Quelle ▸
Die Verruchtheit besteht darin, diese Verbiegung intellektuell bewußt zu beschleunigen, entweder durch Einsicht oder durch Uneinsicht. Der Intellekt folgt der Spur, dem Denkweg, der Verbiegung, und provoziert seine Verruchtheit, die ihm die letzte Hoffnung ist. Verruchtheit ist hier so etwas wie eine weltliche Blasphemie. Der Intellekt will sich selbst beweisen, wie sehr er nicht irrt, wenn er nicht recht hat. Und wie sehr er damit recht hat, daß er nicht recht hat. Es ist dies auch das Problem einer verbogenen Kreativität, einer Unfähigkeit zur Trauer, und es ist ein Teil vom Elend des Gedächtnisses, dessen Erinnerungsjagd ins Leere hetzt und dessen Optimismus abwärts gerichtet ist.

Viel ist hier auch von Isolation und Einsamkeit zu hören, von Minderheit, Alleinsein und Nichtverstandenwerden. Ebensoviel wird in diesem Bild geredet vom Fatalismus unserer Instinkte, der Aussichtslosigkeit, etwas ändern zu können, dem Gefühl, betrogen und verschaukelt worden zu sein. Man ist auf den Leim gekrochen. Man hat an das Falsche geglaubt. Man hat sich geirrt. Und man hat die Zeit für alles verschwendet, nur nicht, den Irrtum rückgängig zu machen.

Angezeigte Angaben ▸
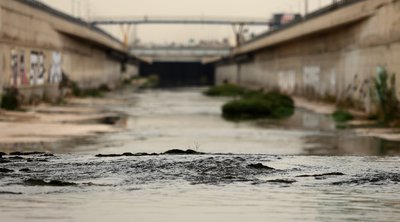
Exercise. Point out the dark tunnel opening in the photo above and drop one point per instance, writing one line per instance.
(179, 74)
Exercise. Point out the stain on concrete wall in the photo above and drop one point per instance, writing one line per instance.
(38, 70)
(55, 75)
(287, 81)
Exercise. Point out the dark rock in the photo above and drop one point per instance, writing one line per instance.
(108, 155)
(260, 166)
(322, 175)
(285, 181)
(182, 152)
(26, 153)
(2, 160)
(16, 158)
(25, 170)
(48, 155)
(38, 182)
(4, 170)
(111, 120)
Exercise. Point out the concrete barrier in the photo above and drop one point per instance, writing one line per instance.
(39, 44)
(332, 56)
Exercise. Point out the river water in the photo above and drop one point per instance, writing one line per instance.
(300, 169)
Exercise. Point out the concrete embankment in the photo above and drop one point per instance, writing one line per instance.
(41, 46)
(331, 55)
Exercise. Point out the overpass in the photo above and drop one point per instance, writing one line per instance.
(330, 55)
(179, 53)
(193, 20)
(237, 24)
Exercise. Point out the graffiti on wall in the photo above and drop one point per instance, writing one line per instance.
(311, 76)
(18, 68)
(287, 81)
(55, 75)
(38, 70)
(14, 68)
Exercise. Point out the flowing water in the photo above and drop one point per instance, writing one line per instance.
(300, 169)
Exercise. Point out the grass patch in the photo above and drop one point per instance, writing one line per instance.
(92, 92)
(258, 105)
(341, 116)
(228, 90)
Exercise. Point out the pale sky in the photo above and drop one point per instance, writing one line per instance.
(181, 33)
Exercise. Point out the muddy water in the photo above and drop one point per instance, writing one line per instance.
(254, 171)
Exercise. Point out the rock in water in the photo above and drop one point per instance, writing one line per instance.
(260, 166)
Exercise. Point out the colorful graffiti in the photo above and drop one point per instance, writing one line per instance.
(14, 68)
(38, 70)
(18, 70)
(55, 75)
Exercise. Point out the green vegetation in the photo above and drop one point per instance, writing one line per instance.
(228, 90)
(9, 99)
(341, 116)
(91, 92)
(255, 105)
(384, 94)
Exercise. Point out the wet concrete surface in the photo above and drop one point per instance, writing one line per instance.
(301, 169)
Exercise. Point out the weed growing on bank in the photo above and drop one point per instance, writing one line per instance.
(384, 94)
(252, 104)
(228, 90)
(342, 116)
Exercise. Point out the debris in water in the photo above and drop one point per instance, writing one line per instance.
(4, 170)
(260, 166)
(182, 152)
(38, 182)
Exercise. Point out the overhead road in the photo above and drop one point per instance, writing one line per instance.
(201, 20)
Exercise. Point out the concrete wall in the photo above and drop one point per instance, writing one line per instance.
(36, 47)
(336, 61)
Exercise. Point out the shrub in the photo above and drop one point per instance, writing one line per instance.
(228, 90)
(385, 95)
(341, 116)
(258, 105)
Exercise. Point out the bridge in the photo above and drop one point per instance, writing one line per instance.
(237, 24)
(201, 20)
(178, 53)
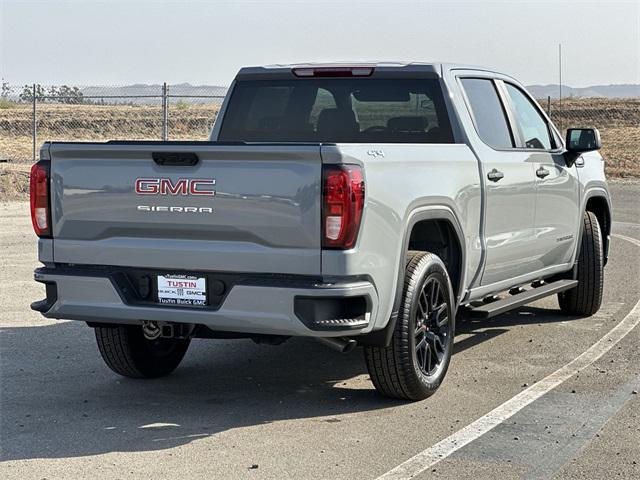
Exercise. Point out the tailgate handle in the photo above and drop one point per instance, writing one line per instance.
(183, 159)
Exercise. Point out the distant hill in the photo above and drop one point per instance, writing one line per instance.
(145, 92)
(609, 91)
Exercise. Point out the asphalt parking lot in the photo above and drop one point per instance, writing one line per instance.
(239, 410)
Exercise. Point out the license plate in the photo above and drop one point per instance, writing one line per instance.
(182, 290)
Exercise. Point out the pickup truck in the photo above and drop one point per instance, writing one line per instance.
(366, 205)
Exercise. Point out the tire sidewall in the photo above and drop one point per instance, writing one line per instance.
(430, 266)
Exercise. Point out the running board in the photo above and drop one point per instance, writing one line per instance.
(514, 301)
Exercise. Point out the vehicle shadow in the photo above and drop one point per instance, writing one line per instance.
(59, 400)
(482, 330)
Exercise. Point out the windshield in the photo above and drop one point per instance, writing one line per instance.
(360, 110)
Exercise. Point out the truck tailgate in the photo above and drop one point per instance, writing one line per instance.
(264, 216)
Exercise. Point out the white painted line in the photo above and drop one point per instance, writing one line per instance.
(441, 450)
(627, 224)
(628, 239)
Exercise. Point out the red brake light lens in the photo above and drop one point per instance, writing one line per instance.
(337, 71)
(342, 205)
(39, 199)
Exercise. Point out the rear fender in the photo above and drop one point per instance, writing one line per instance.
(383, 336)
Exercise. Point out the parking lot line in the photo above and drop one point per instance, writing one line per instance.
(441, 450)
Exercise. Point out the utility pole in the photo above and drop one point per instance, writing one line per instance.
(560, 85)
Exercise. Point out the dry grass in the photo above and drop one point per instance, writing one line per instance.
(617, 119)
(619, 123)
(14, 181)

Zu erledigende Aufgabe ▸ Schreiben Sie aus der Quelle den Abschnitt zwischen „Die Verruchtheit besteht“ und „abwärts gerichtet ist.“, beide eingeschlossen, wortgetreu nieder.

Vollständige Antwort ▸
Die Verruchtheit besteht darin, diese Verbiegung intellektuell bewußt zu beschleunigen, entweder durch Einsicht oder durch Uneinsicht. Der Intellekt folgt der Spur, dem Denkweg, der Verbiegung, und provoziert seine Verruchtheit, die ihm die letzte Hoffnung ist. Verruchtheit ist hier so etwas wie eine weltliche Blasphemie. Der Intellekt will sich selbst beweisen, wie sehr er nicht irrt, wenn er nicht recht hat. Und wie sehr er damit recht hat, daß er nicht recht hat. Es ist dies auch das Problem einer verbogenen Kreativität, einer Unfähigkeit zur Trauer, und es ist ein Teil vom Elend des Gedächtnisses, dessen Erinnerungsjagd ins Leere hetzt und dessen Optimismus abwärts gerichtet ist.